◆ **PROBLEM**
For every line in the records that has the word "dirt", make a copy.

◆ **GIVEN RECORDS**
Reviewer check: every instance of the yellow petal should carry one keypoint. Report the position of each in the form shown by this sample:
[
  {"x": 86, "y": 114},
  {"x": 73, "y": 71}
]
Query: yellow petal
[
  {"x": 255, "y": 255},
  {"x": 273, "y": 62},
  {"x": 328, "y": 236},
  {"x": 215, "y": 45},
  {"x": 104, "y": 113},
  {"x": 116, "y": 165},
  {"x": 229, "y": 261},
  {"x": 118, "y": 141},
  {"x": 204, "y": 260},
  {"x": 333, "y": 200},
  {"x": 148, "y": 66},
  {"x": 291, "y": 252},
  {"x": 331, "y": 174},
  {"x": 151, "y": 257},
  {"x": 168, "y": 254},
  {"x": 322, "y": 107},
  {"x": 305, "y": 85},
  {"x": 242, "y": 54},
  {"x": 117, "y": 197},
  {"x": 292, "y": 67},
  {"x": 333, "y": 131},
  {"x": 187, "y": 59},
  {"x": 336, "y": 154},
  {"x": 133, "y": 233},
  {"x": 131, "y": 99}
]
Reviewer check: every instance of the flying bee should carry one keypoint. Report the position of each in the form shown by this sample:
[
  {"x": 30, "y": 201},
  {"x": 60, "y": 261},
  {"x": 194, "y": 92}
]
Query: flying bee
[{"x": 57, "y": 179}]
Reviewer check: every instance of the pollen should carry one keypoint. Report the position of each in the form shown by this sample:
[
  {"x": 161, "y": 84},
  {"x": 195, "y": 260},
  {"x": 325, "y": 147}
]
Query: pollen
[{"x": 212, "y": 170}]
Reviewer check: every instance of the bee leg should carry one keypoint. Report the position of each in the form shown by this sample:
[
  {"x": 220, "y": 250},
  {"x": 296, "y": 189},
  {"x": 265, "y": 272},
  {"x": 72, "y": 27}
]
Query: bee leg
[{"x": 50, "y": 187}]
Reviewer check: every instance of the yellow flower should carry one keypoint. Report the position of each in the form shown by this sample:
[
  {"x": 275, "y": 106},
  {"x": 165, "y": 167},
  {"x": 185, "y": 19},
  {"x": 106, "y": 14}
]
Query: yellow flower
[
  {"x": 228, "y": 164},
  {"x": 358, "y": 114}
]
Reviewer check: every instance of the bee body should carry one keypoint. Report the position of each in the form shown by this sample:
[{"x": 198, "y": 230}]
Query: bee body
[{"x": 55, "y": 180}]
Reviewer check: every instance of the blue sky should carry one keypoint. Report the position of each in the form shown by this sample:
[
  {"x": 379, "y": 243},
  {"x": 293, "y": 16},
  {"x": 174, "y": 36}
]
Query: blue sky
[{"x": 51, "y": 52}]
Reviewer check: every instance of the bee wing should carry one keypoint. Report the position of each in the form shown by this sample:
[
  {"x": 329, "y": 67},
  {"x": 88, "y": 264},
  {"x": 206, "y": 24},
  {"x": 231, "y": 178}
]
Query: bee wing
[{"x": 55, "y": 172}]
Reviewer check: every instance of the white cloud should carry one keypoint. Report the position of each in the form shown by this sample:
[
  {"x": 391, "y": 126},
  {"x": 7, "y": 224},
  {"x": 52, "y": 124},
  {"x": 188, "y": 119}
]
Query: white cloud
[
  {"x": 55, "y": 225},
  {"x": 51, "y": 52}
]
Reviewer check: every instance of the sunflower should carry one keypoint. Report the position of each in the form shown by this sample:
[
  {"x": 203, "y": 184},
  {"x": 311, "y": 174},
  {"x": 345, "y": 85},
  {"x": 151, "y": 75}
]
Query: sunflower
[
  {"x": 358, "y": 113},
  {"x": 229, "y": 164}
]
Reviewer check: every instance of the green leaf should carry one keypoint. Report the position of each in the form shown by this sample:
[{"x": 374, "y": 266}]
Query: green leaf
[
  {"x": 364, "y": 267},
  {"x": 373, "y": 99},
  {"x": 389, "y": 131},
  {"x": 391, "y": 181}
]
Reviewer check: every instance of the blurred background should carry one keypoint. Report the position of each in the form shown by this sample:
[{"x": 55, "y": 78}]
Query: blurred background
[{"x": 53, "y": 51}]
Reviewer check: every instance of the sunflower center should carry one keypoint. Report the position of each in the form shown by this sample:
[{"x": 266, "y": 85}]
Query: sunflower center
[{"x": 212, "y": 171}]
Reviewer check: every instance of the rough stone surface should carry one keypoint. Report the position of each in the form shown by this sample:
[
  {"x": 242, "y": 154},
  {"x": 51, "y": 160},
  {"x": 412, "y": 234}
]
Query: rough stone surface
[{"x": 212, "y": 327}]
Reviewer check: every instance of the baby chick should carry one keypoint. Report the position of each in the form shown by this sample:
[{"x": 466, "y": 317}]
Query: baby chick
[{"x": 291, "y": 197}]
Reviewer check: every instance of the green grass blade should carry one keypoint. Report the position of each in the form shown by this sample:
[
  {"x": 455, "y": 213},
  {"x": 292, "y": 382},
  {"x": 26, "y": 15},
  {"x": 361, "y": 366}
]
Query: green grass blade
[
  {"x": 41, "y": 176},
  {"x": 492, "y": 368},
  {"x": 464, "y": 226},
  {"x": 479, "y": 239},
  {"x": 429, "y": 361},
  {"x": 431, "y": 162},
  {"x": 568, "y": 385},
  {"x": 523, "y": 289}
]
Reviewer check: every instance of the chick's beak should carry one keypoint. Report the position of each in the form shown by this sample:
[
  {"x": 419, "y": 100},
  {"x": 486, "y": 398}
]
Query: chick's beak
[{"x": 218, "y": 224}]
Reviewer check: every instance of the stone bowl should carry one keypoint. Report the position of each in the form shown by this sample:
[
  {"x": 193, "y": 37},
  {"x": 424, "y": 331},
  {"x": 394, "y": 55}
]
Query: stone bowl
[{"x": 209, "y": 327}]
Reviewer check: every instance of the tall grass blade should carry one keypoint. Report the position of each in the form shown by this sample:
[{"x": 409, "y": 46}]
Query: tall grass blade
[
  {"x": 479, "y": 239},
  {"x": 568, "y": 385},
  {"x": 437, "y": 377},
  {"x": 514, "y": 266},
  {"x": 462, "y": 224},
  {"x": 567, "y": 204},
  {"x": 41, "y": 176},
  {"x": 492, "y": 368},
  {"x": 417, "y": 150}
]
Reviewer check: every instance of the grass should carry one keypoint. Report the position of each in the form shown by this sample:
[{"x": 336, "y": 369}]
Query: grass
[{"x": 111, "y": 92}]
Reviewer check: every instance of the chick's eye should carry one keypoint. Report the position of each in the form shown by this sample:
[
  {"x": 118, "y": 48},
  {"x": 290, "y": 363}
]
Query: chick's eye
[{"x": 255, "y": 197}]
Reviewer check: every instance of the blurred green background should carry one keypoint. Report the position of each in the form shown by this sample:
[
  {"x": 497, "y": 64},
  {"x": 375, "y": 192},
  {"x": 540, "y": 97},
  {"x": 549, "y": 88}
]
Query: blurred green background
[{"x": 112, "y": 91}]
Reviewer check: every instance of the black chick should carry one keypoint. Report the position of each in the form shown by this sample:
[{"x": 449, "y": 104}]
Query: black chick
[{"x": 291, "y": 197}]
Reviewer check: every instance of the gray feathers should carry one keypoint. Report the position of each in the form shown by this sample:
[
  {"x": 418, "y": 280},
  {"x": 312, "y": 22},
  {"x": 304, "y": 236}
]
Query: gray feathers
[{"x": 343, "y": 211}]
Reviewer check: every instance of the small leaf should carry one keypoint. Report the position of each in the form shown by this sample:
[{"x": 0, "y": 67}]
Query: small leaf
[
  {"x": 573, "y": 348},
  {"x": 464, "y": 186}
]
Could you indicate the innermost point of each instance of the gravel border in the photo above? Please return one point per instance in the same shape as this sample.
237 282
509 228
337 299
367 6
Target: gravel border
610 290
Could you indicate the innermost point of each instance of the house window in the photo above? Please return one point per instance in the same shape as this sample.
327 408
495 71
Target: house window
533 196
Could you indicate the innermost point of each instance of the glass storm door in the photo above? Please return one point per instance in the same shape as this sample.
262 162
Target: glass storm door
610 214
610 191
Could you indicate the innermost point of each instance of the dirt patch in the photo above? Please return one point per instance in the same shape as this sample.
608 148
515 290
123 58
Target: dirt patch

◆ **SOLUTION TO THIS TASK**
Could you indicate the innermost point of each instance of the dirt patch in the photo above? Please return one point per instance in the same shape as this sample.
Target: dirt patch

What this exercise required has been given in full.